[Work instructions]: Gather each line of the entries below that includes "Example".

[Given records]:
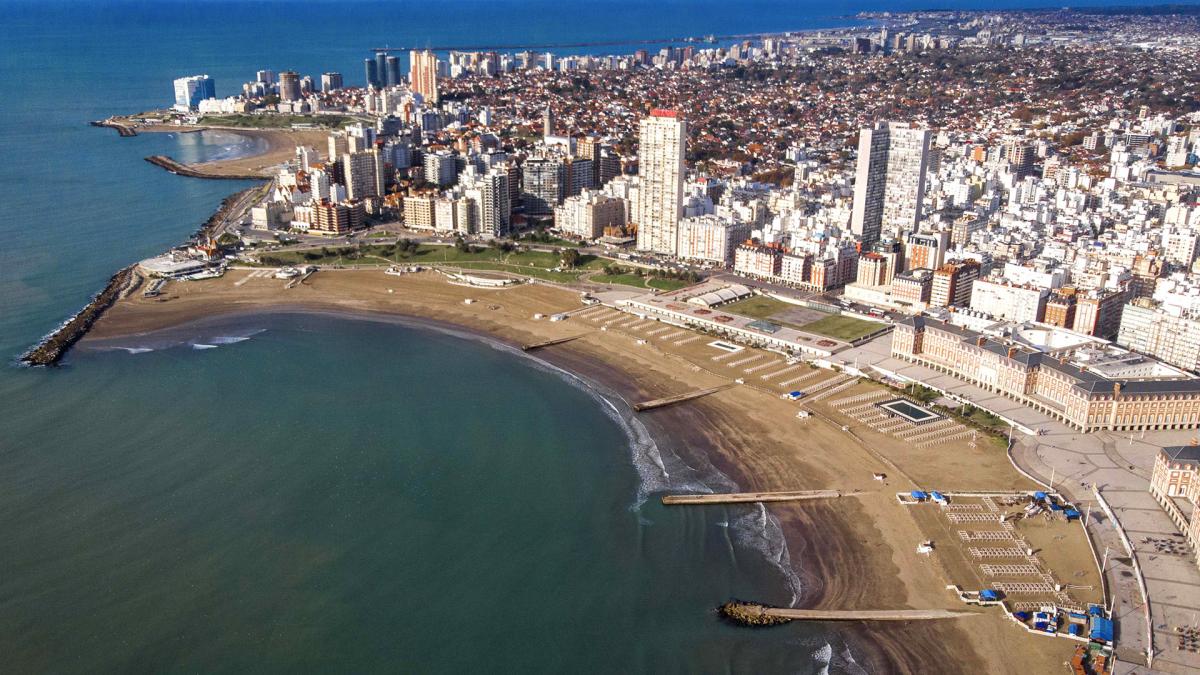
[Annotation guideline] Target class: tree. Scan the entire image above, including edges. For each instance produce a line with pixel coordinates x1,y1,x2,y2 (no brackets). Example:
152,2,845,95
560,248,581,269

==

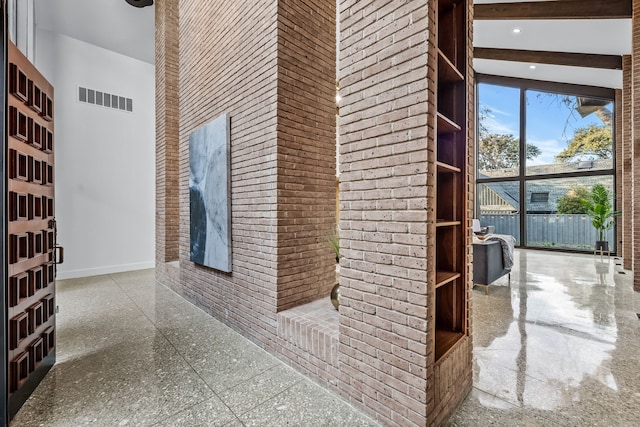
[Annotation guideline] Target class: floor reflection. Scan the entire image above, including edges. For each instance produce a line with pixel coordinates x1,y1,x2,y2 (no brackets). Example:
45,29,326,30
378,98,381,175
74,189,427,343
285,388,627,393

==

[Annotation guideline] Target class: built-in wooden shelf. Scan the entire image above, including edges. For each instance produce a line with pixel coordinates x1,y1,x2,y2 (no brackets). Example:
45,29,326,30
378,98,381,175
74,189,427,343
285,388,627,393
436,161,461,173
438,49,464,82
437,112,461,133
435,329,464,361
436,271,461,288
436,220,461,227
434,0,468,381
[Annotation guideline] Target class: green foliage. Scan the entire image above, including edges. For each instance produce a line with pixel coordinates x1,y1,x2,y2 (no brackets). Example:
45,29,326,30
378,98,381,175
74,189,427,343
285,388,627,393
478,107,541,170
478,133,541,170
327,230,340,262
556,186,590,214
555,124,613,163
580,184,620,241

[Your response]:
[Annotation guideline] Target class: tree. Scan the entire image above, including edges. For each instance produce a line with pixel coordinates x1,y1,x2,y2 (no brackets). Example:
[Annotation guideline] Target class: floor reflection. Scan the entire image above, including edges. For each instance produce a line with pixel coordinates x1,y1,x2,y2 (no brackets). Example:
[Annotation guideline] Target class: built-in wooden shelf. Scan the entire image above, including edges. For each instance produce a line with pixel coordinates x1,y1,x2,y2 (no brackets). Example:
[Annotation guideline] Target class: green foliage. Scan the entire image above, including edges. For each instance produce a line with pixel coordinates x1,y1,x2,y2 (no brackets). Example:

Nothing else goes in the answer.